▶ [Teks]
========================================================================
Baca berita tanpa iklan. Gabung Kompas.com+

Mampukah PLN Menuntaskan Mega Proyek Pembangkit 35.000 Megawatt?

Kompas.com - 18/04/2017, 21:30 WIB
Iwan Supriyatna

Penulis

JAKARTA, KOMPAS.com - Di awal masa jabatnya pada November 2014, Presiden Joko Widodo (Jokowi) mengutarakan beberapa agenda atau target capaiannya selama lima tahun kedepan. Salah satunya adalah di sektor energi terkait kelistrikan tanah air.

Keprihatinan mantan Walikota Surakarta Solo yang dilantik pada 20 Oktober 2014 menjadi Presiden ini berawal dari banyaknya desa di pelosok-pelosok tanah air yang masih belum teraliri listrik.

Berangkat dari keprihatiannya, dirinya lantas mewacanakan untuk merealisasikan program 35.000 Megawatt (MW) dengan harapan bisa melistriki seluruh desa terpencil di 2019 mendatang.

Waktu lima tahun merupakan periode yang singkat untuk membangun pembangkit listrik sebesar 35.000 MW. Belajar dari pengalaman, pengadaan pembangkit listrik yang selama ini dijalankan, diperlukan waktu yang panjang untuk sampai kepada kontrak jual beli tenaga listrik.
========================================================================
▶ [Catatan yang diambil]
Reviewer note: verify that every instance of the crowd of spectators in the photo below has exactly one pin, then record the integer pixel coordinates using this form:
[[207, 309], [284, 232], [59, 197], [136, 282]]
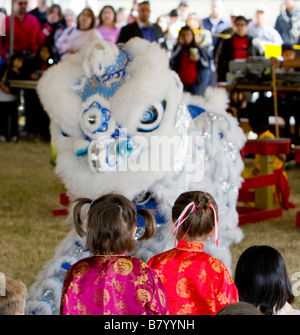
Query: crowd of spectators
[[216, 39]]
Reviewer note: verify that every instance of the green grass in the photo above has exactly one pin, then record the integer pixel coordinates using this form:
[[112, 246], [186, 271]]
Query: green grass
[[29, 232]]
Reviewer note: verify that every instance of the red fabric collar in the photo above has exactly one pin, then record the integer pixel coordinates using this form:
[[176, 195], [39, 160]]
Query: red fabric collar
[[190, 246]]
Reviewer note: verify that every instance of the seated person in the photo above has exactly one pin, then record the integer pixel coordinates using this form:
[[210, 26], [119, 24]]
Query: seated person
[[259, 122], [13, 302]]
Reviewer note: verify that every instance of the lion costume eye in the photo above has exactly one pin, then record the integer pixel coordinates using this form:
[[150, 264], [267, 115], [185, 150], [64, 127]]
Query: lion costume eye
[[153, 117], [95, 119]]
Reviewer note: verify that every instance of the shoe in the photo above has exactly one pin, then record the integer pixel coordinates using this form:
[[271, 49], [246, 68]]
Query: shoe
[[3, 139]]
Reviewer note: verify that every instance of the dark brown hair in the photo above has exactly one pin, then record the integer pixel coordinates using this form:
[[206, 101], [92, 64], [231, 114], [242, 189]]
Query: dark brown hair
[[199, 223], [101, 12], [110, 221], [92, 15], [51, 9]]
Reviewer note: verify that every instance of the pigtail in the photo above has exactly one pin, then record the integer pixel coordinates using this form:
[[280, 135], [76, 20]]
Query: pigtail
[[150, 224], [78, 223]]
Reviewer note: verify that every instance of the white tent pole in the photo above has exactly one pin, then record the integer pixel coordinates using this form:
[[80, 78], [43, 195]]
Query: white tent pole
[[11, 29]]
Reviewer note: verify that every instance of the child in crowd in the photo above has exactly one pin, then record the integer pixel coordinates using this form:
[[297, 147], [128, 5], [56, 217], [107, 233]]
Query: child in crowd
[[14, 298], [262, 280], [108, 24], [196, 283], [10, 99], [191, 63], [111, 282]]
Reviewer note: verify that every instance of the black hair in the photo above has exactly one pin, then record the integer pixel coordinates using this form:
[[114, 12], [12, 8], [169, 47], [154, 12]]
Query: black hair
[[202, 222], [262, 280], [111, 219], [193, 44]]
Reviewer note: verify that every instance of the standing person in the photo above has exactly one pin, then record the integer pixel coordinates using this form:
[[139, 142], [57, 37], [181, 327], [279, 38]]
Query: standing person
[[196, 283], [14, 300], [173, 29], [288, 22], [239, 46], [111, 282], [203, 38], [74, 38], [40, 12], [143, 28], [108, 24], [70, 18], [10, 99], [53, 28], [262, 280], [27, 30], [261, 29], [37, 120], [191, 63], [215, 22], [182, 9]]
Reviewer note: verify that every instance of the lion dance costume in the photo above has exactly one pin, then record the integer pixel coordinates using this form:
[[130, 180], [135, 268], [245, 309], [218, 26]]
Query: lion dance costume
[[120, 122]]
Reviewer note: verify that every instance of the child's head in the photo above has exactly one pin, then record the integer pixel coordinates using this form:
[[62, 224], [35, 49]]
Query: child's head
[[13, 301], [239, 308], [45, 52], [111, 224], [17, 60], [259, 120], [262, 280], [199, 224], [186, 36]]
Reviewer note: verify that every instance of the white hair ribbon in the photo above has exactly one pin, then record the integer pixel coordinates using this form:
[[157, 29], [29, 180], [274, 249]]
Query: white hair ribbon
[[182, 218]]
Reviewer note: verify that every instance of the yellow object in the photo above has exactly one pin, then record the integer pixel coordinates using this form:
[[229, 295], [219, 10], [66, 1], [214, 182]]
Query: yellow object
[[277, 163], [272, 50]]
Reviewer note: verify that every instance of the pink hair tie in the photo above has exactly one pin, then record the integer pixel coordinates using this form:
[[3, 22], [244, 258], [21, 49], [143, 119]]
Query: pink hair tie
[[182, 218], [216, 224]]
========================================================================
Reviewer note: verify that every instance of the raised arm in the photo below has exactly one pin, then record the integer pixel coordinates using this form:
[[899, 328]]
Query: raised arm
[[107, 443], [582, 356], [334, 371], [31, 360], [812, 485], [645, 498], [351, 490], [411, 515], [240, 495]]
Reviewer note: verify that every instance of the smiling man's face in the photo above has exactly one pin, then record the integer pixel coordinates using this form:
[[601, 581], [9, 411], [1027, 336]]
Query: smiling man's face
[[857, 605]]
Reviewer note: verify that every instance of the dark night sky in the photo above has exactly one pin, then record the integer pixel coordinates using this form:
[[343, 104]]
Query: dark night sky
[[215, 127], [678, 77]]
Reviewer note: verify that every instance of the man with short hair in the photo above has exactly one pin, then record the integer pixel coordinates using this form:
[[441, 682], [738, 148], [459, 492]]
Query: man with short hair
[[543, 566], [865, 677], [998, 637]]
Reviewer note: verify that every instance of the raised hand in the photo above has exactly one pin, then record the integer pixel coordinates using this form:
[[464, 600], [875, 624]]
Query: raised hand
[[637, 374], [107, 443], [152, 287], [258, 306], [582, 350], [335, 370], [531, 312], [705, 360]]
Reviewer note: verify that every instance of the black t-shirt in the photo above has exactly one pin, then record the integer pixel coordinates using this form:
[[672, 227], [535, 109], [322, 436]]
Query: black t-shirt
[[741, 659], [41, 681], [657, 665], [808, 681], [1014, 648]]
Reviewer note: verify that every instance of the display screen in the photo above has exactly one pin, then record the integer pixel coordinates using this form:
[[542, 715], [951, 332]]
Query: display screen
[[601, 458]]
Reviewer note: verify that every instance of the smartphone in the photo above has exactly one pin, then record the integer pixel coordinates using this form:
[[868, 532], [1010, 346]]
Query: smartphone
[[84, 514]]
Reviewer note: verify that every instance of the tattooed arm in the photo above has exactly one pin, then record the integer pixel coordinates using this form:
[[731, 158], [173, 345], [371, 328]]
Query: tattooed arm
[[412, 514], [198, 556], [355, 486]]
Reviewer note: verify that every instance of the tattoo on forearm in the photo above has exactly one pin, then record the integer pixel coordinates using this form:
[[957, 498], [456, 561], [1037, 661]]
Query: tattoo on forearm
========================================================================
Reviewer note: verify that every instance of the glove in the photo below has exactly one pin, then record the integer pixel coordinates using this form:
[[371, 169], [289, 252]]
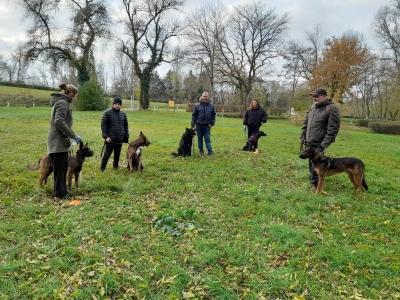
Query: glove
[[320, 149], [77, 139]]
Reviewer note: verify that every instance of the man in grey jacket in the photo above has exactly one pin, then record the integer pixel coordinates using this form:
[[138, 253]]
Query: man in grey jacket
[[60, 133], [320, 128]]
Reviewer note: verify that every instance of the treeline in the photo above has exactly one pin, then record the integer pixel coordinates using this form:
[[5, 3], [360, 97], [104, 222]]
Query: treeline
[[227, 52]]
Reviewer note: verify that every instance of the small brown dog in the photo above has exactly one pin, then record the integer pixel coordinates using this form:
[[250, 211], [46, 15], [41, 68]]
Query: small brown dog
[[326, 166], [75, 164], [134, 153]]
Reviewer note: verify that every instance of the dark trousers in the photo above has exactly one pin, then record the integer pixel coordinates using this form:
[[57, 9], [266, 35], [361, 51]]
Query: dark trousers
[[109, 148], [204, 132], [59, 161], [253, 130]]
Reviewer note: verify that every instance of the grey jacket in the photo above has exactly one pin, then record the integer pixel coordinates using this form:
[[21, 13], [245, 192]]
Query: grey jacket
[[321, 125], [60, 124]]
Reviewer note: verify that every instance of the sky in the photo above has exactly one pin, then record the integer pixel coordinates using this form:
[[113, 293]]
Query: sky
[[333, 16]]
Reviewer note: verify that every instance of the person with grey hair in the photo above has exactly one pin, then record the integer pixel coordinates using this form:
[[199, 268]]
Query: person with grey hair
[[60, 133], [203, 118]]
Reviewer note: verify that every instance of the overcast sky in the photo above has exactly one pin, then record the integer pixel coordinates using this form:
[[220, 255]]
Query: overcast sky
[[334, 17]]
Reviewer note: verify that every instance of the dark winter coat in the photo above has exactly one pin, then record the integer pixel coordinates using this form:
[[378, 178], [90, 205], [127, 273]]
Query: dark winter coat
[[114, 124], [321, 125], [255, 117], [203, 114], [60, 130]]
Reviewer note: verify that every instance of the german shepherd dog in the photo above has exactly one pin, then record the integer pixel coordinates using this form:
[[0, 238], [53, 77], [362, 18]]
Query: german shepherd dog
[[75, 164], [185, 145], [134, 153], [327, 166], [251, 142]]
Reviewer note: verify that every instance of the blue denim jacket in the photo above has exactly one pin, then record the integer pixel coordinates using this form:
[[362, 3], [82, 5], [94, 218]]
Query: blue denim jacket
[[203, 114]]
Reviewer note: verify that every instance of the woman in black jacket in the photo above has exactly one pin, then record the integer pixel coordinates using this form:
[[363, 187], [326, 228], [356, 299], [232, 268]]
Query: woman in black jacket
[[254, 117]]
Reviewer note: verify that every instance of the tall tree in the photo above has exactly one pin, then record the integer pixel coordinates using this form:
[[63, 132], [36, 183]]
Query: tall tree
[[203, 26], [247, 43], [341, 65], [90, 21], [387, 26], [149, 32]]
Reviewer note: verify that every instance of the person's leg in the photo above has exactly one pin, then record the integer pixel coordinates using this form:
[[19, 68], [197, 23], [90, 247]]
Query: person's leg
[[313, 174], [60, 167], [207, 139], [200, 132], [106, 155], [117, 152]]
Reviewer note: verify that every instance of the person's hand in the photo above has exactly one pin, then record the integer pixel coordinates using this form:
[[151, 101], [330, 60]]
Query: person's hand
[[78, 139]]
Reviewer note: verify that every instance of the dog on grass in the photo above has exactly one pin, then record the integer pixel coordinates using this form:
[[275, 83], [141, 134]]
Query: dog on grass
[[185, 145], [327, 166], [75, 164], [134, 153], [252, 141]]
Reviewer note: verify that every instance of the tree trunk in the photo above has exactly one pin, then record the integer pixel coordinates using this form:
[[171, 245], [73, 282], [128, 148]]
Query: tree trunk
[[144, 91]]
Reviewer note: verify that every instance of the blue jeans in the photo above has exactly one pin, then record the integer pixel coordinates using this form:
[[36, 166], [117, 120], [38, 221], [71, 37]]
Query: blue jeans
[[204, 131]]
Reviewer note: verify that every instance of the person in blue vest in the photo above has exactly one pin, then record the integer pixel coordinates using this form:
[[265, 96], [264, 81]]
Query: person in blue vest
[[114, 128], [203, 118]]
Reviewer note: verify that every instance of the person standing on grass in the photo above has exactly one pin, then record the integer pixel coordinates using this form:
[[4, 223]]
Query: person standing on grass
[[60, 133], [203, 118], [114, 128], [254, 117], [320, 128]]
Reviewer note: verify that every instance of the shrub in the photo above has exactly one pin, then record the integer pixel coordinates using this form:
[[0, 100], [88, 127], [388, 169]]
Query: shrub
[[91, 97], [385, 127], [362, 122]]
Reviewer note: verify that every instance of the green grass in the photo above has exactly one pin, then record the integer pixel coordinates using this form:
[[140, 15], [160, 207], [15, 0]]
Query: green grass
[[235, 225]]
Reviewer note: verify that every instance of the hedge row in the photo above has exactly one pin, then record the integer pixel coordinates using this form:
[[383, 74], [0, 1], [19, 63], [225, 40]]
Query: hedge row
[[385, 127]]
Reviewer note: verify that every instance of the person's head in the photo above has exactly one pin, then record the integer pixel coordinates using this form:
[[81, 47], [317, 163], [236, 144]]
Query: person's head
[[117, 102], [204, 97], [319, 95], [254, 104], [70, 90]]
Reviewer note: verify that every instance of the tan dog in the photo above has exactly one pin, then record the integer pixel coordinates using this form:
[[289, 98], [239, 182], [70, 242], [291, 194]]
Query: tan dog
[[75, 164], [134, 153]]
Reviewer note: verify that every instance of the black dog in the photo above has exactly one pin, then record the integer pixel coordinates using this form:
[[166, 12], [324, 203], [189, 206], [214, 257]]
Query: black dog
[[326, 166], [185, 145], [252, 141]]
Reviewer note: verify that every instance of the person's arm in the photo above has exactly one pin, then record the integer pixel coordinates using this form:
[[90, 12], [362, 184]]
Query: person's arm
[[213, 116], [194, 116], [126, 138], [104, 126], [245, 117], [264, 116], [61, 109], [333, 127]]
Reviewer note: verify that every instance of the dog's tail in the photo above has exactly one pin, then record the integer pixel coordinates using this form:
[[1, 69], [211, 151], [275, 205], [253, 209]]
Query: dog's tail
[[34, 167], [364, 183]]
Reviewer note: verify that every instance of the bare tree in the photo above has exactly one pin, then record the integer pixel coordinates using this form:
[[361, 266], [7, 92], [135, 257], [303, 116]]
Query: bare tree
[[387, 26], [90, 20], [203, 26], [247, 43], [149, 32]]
========================================================================
▶ [Tugas dikerjakan]
Teruskan teks tentang proyek pembangkit listrik 35.000 MW, mulai setelah kalimat terakhir yang ada.

▶ [Hasil latihan ini]
Presiden menyadari, proyek listrik 35.000 MW ini sangat strategis. Maka dari itu, pemerintah meminta dukungan penuh dari segenap lapisan masyarakat untuk terwujudnya mega proyek kelistrikan ini.

Oleh karenanya, pemerintah melakukan upaya percepatan melalui penerbitan Peraturan Menteri ESDM nomor 3 tahun 2015 tentang prosedur pembelian tenaga listrik dan harga patokan pembelian tenaga listrik dari PLTU Mulut Tambang, PLTU Batubara, PLTG, PLTMG, dan PLTA oleh PT PLN (Persero) melalui pemilihan langsung dan penunjukan langsung yang mengacu pada Peraturan Pemerintah (PP) nomor 23 tahun 2014 sebagai perbaruan dari PP nomor 14 tahun 2012 tentang kegiatan usaha penyediaan tenaga listrik.

Dengan cara ini, proses pembelian tenaga listrik yang membutuhkan waktu panjang sebagaimana yang telah terjadi hingga menghambat pertumbuhan ekonomi, dapat dihindari melalui proses yang transparan dan akuntabel.

Proses-proses percepatan seperti ini yang merupakan arahan Kabinet Kerja agar bekerja cepat, akan sangat membantu pelaksanaan program Pembangunan pembangkit listrik 35.000 MW yang jumlahnya mencapai 109 pembangkit masing-masing terdiri 35 proyek oleh PLN dengan total kapasitas 10.000 MW dan 74 proyek oleh swasta atau Independent Power Producer (IPP) dengan total kapasitas 25.000 MW.

Seluruh daftar proyek 35.000 MW ini sudah masuk ke dalam Rencana Usaha Penyediaan Tenaga Listrik (RUPTL) PLN yang ditetapkan melalui Keputusan Menteri Energi dan Sumber Daya Mineral (Kepmen ESDM) Nomor 74K/21/MEM/2015. RUPTL menjadi pedoman pengembangan sarana ketenagalistrikan nasional.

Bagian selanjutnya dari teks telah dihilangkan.